- TASK DIRECTIONS:
Please copy out the entries below, switching each "Results" to "Points" and keeping everything else unchanged.
** BEGIN DATA IN THIS EXERCISE **
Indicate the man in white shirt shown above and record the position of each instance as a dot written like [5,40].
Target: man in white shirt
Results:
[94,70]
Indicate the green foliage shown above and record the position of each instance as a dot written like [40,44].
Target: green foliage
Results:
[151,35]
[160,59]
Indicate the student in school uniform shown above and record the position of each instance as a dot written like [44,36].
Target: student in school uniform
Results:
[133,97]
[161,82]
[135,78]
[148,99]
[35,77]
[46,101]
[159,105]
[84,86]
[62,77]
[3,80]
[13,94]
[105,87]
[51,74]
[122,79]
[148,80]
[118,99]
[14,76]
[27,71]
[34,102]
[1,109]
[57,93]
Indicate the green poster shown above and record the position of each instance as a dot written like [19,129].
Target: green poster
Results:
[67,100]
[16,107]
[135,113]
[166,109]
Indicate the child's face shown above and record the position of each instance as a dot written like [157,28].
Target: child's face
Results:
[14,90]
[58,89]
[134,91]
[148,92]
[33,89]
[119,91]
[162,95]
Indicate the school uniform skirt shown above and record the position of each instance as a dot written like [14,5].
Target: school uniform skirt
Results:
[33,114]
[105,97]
** END DATA IN THIS EXERCISE **
- WRITTEN RESPONSE:
Indicate the man in white shirt shown above and record the position of each instance as a dot written like [5,40].
Target: man in white shirt
Points:
[94,70]
Indicate the green foliage shown above and record the position of each instance as a dot written like [40,44].
Target: green foliage
Points:
[151,35]
[160,59]
Indicate the student in school uniform shown above and record the position of each instance as a dot written like [44,36].
Target: student in school uniform
Points:
[133,97]
[161,82]
[135,78]
[148,99]
[35,77]
[46,101]
[159,105]
[84,86]
[62,77]
[3,80]
[13,94]
[105,87]
[51,74]
[122,79]
[148,80]
[118,99]
[14,76]
[27,71]
[34,102]
[1,109]
[57,93]
Indicate the green poster shown above and record the position of each instance as a dot written like [19,129].
Target: green poster
Points:
[67,100]
[16,107]
[135,113]
[166,109]
Indicate the child's face shown above and record the position of each instance as a dot written like [157,28].
Target: child's face
Points:
[14,90]
[58,89]
[134,91]
[148,92]
[33,89]
[119,91]
[162,95]
Indicate the school uniform skirt shown above and record the position of each instance as a dot written like [14,5].
Target: school uniform skirt
Points:
[33,114]
[105,97]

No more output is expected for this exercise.